Could you set down every entry exactly as it stands, without the images?

Segment Start: Dataset records

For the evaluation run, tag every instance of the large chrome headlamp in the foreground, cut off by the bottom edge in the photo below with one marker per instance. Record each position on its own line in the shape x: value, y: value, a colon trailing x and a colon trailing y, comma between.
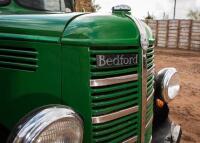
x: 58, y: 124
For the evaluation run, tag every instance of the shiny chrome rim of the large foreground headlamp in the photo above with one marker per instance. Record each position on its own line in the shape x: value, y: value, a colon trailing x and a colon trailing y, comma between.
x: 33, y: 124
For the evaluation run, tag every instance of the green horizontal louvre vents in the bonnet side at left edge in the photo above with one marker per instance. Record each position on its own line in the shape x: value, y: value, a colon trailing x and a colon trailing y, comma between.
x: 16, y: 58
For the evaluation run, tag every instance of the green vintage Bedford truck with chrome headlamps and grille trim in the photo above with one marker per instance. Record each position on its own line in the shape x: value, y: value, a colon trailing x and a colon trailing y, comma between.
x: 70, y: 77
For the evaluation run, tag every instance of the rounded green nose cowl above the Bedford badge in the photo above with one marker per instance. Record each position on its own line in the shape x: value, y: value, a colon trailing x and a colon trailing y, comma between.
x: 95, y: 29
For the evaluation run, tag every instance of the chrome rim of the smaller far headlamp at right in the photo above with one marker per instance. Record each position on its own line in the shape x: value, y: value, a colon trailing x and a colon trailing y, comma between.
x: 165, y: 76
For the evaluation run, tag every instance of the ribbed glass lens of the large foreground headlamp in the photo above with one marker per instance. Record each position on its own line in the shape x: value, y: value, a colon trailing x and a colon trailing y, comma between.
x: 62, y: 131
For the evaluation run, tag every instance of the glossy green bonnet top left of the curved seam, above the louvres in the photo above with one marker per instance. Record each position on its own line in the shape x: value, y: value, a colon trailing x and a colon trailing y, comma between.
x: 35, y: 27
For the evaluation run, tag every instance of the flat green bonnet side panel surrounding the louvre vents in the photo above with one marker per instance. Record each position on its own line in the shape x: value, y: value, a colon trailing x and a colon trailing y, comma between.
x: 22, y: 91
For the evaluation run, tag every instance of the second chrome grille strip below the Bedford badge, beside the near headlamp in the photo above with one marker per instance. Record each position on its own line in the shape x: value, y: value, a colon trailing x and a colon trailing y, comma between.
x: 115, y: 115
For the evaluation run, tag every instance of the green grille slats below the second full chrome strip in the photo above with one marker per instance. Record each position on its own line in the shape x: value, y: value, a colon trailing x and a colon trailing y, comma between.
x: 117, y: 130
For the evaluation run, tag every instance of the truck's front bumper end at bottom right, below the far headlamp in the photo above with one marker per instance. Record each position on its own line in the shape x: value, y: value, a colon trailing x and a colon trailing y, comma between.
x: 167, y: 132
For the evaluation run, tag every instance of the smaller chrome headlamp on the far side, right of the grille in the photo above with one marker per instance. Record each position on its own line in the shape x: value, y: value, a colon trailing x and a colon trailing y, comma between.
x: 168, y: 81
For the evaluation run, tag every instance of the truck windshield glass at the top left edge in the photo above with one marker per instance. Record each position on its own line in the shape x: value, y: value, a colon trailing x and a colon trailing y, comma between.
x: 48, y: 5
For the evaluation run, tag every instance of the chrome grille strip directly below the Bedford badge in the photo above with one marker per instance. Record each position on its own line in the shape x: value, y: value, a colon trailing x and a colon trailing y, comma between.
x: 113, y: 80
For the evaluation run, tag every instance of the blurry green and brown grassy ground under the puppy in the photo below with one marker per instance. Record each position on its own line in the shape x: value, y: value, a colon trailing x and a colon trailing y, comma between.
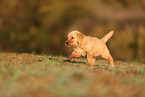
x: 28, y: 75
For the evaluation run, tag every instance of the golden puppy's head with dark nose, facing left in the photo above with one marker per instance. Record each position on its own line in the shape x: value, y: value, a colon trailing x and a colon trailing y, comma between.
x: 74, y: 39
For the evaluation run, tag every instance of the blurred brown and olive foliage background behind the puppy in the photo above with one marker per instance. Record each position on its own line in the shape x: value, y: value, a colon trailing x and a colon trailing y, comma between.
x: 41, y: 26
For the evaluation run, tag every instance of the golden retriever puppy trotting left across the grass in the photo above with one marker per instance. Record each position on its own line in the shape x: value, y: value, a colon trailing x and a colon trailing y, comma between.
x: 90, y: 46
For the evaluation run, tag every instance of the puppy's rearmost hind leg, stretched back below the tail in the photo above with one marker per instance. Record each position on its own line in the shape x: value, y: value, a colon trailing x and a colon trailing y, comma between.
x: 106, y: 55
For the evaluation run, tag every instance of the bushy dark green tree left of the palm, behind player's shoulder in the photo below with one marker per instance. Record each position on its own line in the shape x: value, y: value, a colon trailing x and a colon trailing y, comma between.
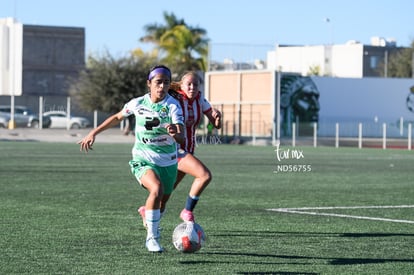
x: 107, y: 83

Segment End: Dataset records

▶ Solution to this exercise
For the evaluation run, tag every instance of the large chrome headlamp in the foreground, cut off by the bottom edge in the photo below with one marker per instance. Record each position on its own line in the shape x: value, y: value, a colon trailing x and a colon trailing y, comma between.
x: 58, y: 124
For the evaluation run, tag every instance of the shiny chrome rim of the large foreground headlamp in the photo above with one marker per instance. Record each position on its own line in the shape x: value, y: value, a colon trailing x and a colon trailing y, comma between.
x: 33, y: 124
For the evaluation run, tag every instance of the green horizontal louvre vents in the bonnet side at left edge in the photo above with one marker per instance. Record each position on its own line in the shape x: value, y: value, a colon trailing x and a colon trailing y, comma between.
x: 16, y: 58
For the evaluation run, tag every instance of the green vintage Bedford truck with chrome headlamps and grille trim in the photo above with one marker per instance. Record each position on its own line in the shape x: value, y: value, a colon trailing x and a colon trailing y, comma between.
x: 70, y: 77
For the evaluation run, tag every instance of the rounded green nose cowl above the Bedford badge in the photo above with one marker per instance. Record each position on its own line in the shape x: value, y: value, a colon trailing x and a colon trailing y, comma between.
x: 95, y: 29
For the evaluation run, tag every instance of the chrome rim of the smaller far headlamp at right in the photo above with one marker per instance. Record each position on its own line in the shape x: value, y: value, a colon trailing x and a colon trailing y, comma between.
x: 165, y: 76
For the evaluation run, tag every instance of the ribbed glass lens of the large foreground headlamp in the photo above with one marker per instance. Record each position on its own line in the shape x: value, y: value, a colon trailing x and a colon trailing y, comma between.
x: 62, y: 131
For the evaluation run, tag every instance of the glossy green bonnet top left of the curved seam, above the louvres in the photo above with one marker per instance. Record each position on its own line in the shape x: value, y: value, a colon trailing x and a colon trailing y, comma between.
x: 35, y: 27
For the evaluation run, tag every instance of the flat green bonnet side panel surrounding the louvre vents in the photo above with one marker per instance. Record each position on its own line in the shape x: value, y: value, a colon trailing x and a colon trailing y, comma between.
x: 22, y: 91
For the evaluation run, tag every instance of the second chrome grille strip below the Bedford badge, beside the near headlamp in the photo above with one marker per instance. Record each position on its own line in the shape x: value, y: value, a colon trailing x and a colon trailing y, comma between.
x: 115, y: 115
For the evaluation run, tag every instance of the green grille slats below the second full chrome strip in the photo above with one marker per instance. Record each position on its own line in the shape x: value, y: value, a colon trailing x and a colon trailing y, comma between.
x: 117, y: 130
For the evaluation run, tag every instance of the truck's front bumper end at bottom right, below the far headlamp in the photo above with one marker per instance. Record each position on its own line in the shape x: value, y: value, a colon trailing x and a colon trailing y, comma between.
x: 167, y: 132
For the evaluation run, tag every instance of the smaller chrome headlamp on the far side, right of the grille in the photo above with one marker per instance. Record each position on its own line in the shape x: value, y: value, a colon trailing x and a colon trailing y, comma between.
x: 168, y: 81
For the evaluation run, tag every instance of the truck windshield glass at the top left edge in the photo above with one marker per instance. Record each position on its own line in the shape x: value, y: value, a colon trailing x and a colon trailing y, comma between.
x: 48, y: 5
For the evaluation run, tag every instance of the chrome grille strip directly below the Bedford badge in the photo above with one marker per instance. Record each position on its own line in the shape x: value, y: value, a colon trailing x and a colon trailing y, comma between.
x: 113, y: 80
For the evaluation run, tag every instance of the blurry green and brown grassy ground under the puppy in the photo below with one marker per instance. Record each position on its own line in the shape x: value, y: value, a colon trailing x and a colon trailing y, comma between.
x: 28, y: 75
For the evaluation run, tag every instance of the golden puppy's head with dark nose, facing left in the photo above with one marker per instance. Record each position on its own line in the shape x: value, y: value, a colon trailing x and a colon trailing y, comma between.
x: 74, y: 39
For the evaluation run, tag every instance of the blurred brown and olive foliage background behind the puppy in the photo above with one marker per instance. Record each position on its own line in the shape x: value, y: value, a colon trailing x and a colon trailing y, comma between.
x: 41, y: 26
For the evaluation run, tag every instance of the golden retriever puppy trotting left across the grass in the photo above with one marker per instance. Record each position on its own line in the shape x: value, y: value, a colon trailing x and a colon trailing y, comma between.
x: 90, y: 46
For the evaluation run, tag every instance of the puppy's rearmost hind leg, stretched back below the tail in the photo above with one marker per instance. Record each position on its own line in the shape x: value, y: value, a colon trailing x and a colon trailing y, comma between.
x: 106, y: 55
For the evaluation run, tag every instance of the bushy dark green tree left of the palm, behind player's shoulder in the photo below with one marker per instance. Record each position on its own line in the shape x: value, y: value, a colon trailing x and a colon trailing y, comma between.
x: 107, y: 83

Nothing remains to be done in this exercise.